* **WHAT TO WORK ON**
a - Answer these questions from the Vesālī dialogue, one answer per line, marked the same way:
(i) For whom was a building built?
(ii) From whose presence did Piŋgiyānin say he had come?
(iii) Near which place was the Exalted One dwelling, and at what hall?
b - Write the next part of the Vesālī dialogue, picking up right after its last line.

The Exalted One was once dwelling near Vesālī,
at the Gabled Hall,
in Mahāvana.

Now at that time brāhman Karaṇapālin[1]
built a building for the Licchavis.

And brāhman [172] Kāraṇapālin
saw brāhman Piŋgiyānin[2] some way off,
coming along;
and on seeing him (approach), he said:

'Pray[3] now,
whence comes his honour Piŋgiyānin
so early in the day?

'I am come here, sir,
from the presence of the recluse Gotama.'

'Well, what thinks his honour Piŋgiyānin
of the recluse Gotama's clarity in wisdom;[4]
does he think him a wise man?'[5]

'But who am I [to him], sir;
and who am I to judge of his clarity?

Is it not one who is like him
that can alone judge
the recluse Gotama's clarity in wisdom?

'Lofty indeed is the praise
with which his honour Piŋgiyānin
praises the recluse Gotama.'

'But who am I [to him], sir;
and who am I to praise the recluse Gotama?

Verily, praised by the praised[6]
is his honour Gotama,
chief among devas and men.'

'But what good thing
does his honour Piŋgiyānin see
to have so great faith in the recluse Gotama?

'Just,[7] sir, as a man,
well satisfied with some choice savour,
longs not for other savours that are mean;
even so, sir, whenever one hears his honour Gotama's Dhamma,
whether in the sayings,
the psalms,
the catechisms
or the marvels —
none longs for the talks of others:
the many-folk,
recluses
or brāhmans.

[173] Just,[8] sir, as a man,
overcome by hunger and weakness,
may come upon a honey cake and,
whenever he taste,
enjoy the sweet, delicious savour;
even so, sir, whenever one hears his honour Gotama's Dhamma,
whether in the sayings,
psalms,
catechisms
or marvels —
he wins elation,[9]
wins serenity of mind.

* **DATA EXCERPT**
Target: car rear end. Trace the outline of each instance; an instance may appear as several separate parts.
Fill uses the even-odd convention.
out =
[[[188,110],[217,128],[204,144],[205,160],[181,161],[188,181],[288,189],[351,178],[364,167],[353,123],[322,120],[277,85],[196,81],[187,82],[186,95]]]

* **WRITTEN RESPONSES**
a -
(i) For the Licchavis.
(ii) From the presence of the recluse Gotama.
(iii) Near Vesālī, at the Gabled Hall in Mahāvana.

b -
Just, sir, as a man may come upon a stick of sandalwood,
yellow or red, and,
wherever he smell,
at the root,
in the middle,
at the top —
may come upon an exceeding fair,
delicious smell:
even so, sir, whenever one hears his honour Gotama's Dhamma,
whether in the sayings,
psalms,
catechisms
or marvels —
he finds joy,
finds happiness.

Just,[10] sir, as a clever physician
might in a trice
take away the sickness
of one sick and ailing,
grievously ill;
even so, sir, whenever one hears his honour Gotama's Dhamma,
whether in the sayings,
psalms,
catechisms
or marvels —
grief,
lamentation,
suffering,
sorrow
and despair
vanish away.

Just,[10] sir, as a man,
tortured by heat,
by heat forspent,
wearied,
craving
and thirsty,
might come to a pool,
clear,
sweet,
cool,
limpid,
a lovely resting-place,
and might plunge therein,
bathe and drink,
and allay all woe,
fatigue
and fret;
even so, sir, whenever one hears his honour Gotama's Dhamma,
whether in the sayings,
psalms,
catechisms
or marvels —
all woe,
fatigue
and fret
is wholly allayed.'

And when he had thus spoken,
brāhman Karaṇapalin arose from his seat,
arranged his upper robe on his shoulder,
set his right knee on the ground,
and, bending forth his outstretched hands
towards the Exalted One,
three times uttered this utterance:[11]

'Honour to him, the Exalted One, arahant, fully enlightened.

Honour to him, the Exalted One, arahant, fully enlightened.

Honour to Mm, the Exalted One, arahant, fully enlightened.'

(Then said he:)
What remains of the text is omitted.